→ **Exercises**:
A) In the seccomp excerpt, what is a seccomp profile at the kernel level?
B) Gather every line of the records below that contains the word "green", and copy each one.

→ **Document excerpt**:
========================================

By the time application code runs, seccomp is already enforced.


Where We Are So Far

So far, we’ve stayed intentionally close to the kernel.

We’ve looked at where seccomp runs in the syscall path, how it gets enabled, and how a syscall can be blocked before the kernel ever executes it. That’s the core idea: seccomp reduces attack surface by deciding which syscalls are allowed to exist for a process.

At this point, we’ve talked about seccomp in the abstract. The next step is to make that concrete. But, before we look at a real example, we need to clarify one last piece of terminology: what a “seccomp profile” actually is under the hood.


What a Seccomp “Profile” Actually Is

A seccomp profile is not a policy language, nor a permissions model, and definitely not a Kubernetes abstraction.

At the kernel level, a seccomp profile is simply this:

A BPF program attached to a process that evaluates every syscall before it runs. Check out more on BPF here.

Everything else is packaging.

Profiles Are Filters, Not Rules

When seccomp runs in filter mode, the kernel executes a BPF program on every syscall. That program receives a small amount of context (the syscall number, its arguments, and the architecture). Then it gives a verdict.

That verdict isn’t abstract. It’s one of a small set of concrete actions:

  • allow the syscall to proceed

  • return an error (for example, EPERM)

  • send a signal

  • or terminate the process

There’s no concept of users, roles, or resources here. The filter doesn’t know why a syscall is happening, only which syscall it is.

Default-Deny Is the Point

Real seccomp profiles often start from a default action like:

DENY

and then explicitly allow only the syscalls the process needs. This isn’t about detecting bad behavior. It’s about reducing attack surface. From the kernel’s perspective, allowed syscalls exist; everything else does not.

Capabilities and LSMs can only restrict what a syscall is allowed to do. Seccomp can prevent the syscall from running at all.

========================================

→ **Supplied material**:
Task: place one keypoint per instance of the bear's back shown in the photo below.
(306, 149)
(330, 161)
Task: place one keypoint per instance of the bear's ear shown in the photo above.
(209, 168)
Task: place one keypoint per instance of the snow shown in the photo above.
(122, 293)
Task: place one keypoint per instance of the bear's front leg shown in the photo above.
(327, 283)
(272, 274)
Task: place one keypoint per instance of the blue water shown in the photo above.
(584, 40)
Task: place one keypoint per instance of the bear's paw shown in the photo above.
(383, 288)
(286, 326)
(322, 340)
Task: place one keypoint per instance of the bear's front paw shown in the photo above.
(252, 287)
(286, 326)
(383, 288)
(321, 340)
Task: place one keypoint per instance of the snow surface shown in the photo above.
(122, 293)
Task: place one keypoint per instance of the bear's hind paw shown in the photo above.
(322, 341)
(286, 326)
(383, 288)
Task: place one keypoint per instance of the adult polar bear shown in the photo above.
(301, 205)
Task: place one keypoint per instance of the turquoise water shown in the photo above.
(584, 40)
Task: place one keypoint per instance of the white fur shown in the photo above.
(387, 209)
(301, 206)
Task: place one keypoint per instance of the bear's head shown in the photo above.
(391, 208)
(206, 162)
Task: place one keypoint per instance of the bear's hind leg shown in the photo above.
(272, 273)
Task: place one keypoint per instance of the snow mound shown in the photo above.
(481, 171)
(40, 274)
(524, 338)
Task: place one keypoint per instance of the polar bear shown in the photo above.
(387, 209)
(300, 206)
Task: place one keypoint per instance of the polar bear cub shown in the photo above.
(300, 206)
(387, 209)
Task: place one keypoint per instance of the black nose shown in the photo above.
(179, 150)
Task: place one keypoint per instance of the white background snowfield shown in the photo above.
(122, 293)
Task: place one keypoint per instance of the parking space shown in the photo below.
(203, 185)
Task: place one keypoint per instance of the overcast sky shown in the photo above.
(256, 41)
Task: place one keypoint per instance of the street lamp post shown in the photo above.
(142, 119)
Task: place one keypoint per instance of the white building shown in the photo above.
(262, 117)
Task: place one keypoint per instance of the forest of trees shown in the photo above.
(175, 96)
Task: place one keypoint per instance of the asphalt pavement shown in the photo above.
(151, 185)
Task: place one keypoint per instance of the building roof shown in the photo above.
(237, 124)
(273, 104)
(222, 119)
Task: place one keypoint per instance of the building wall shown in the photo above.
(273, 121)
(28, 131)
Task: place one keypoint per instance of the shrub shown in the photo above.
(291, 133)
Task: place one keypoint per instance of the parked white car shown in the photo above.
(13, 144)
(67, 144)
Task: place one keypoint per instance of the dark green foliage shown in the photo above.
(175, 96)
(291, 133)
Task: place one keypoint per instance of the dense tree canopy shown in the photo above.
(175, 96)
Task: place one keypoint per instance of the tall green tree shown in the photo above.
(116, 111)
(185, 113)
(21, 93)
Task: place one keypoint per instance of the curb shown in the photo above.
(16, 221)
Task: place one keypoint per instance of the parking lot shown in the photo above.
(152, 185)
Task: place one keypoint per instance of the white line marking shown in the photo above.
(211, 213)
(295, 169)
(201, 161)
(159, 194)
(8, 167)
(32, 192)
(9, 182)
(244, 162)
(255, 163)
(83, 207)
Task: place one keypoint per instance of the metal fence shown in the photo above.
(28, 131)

========================================

→ **Answers to the problems**:
A) A BPF program attached to a process that evaluates every syscall before it runs.

B)
Task: place one keypoint per instance of the dark green foliage shown in the photo above.
Task: place one keypoint per instance of the tall green tree shown in the photo above.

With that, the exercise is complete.